EXCERPTED PASSAGE
^^^^

I finished reading Personalized PD: Flipping Your Professional Development by Jason Bretzmann. It was great and clarified some more of my thinking about the role a teacher must play in his/her personal professional learning. I continued on with my day, meeting with principals, talking to teachers, organizing upcoming events and so on. But something felt off. Something was bugging me. I finally figured out what it was. And it’s kind of dangerous. I was missing having something professional to read. My brain was seeking a reengagement in that learning opportunity. Yikes. As I’ve said before, I use Kindle Cloud Reader, which is open as a tab in Chrome. When I have a couple of minutes, I tab over and pick up reading where I left off. Among emails. Phone calls. Face to face meetings. That feeling of missing being involved in ongoing, sustained professional thinking and learning hadn’t happened in a long time. I was too busy doing my profession as an administrator and teacher to learn about being better at my profession, learning more about my profession, growing in my profession. And it was too much work to find stuff to think about. And way too tough to find people with whom to talk about it.
This reminds me how very difficult it is in our schools for teachers and administrators to read, think, stew, marinate, reflect, and grow. We need to help educational leaders in the classroom and buildings find the time to read and reflect. And having written those words, I further realize, we need to highlight the reasons and the methods for reading and finding time. If the case is made so clearly that educational leaders are just clicks away from learning and growing, in ways that weren’t conceivable earlier in their careers….they’ll find the time.

^^^^

GIVEN RECORDS
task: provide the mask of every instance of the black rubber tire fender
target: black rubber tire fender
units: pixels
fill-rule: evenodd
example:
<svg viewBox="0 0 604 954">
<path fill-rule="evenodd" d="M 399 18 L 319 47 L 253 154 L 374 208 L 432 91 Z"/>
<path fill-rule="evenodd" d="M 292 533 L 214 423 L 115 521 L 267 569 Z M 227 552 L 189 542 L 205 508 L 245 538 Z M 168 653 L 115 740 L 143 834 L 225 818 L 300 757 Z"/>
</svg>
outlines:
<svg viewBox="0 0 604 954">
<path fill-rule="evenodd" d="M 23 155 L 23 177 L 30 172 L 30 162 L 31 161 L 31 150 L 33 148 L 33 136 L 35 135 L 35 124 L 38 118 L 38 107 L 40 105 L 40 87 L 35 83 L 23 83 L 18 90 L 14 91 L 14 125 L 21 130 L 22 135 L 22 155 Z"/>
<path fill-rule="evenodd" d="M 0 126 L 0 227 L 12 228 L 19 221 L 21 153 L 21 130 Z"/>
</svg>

^^^^

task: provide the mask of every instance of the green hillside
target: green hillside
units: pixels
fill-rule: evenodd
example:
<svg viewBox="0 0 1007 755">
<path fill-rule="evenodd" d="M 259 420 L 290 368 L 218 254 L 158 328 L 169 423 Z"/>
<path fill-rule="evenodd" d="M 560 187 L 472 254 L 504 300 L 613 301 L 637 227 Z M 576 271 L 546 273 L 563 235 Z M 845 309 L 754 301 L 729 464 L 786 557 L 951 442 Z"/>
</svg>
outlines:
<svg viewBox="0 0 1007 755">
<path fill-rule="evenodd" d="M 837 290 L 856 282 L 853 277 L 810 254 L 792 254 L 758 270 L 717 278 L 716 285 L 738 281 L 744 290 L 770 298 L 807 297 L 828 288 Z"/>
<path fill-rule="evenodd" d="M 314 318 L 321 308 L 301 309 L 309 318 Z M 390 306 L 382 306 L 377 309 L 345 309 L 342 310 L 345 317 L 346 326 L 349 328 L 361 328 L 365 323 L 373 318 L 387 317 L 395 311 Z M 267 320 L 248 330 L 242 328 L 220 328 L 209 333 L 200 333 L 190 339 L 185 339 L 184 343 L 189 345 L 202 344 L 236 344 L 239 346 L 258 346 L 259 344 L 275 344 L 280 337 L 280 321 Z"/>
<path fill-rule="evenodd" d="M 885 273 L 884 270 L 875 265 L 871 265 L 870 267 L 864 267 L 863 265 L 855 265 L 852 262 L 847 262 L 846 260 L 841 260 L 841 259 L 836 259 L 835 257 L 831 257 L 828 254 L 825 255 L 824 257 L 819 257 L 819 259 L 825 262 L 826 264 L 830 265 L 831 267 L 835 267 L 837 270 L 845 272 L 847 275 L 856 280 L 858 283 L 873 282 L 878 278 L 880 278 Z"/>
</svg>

^^^^

EXERCISE DESCRIPTION
Can you take the post on finding time for professional reading further, picking up after its last sentence?

ANSWER TO THIS TASK
To scratch the learning itch that I recognized as being dangerous, I am now reading What Connected Educators Do Differently by Todd Whitaker, Jeffrey Zoul, Jimmy Casas. It’s already excellent and my learning juices are flowing again. Whew.
Here’s one of the very first quotes from the book,
“The best time to plant a tree is twenty years ago. The second best time is now.”
That quote leads to this thought from the authors, “One key learning we took away applies to the quotation that introduces this chapter: the time for educators to start connecting to a larger personal learning network—if you did not already embark upon this 20 years ago—is now. There is simply too much to be gained—and nothing to lose—to not begin connecting with educators around the world who share your passion about this noble profession that is education.”
We can make the case for our busy colleagues that new learning is so close at hand. Just waiting to be accessed.
Let’s make the time. It’s fun to be dangerous in our learning and growing.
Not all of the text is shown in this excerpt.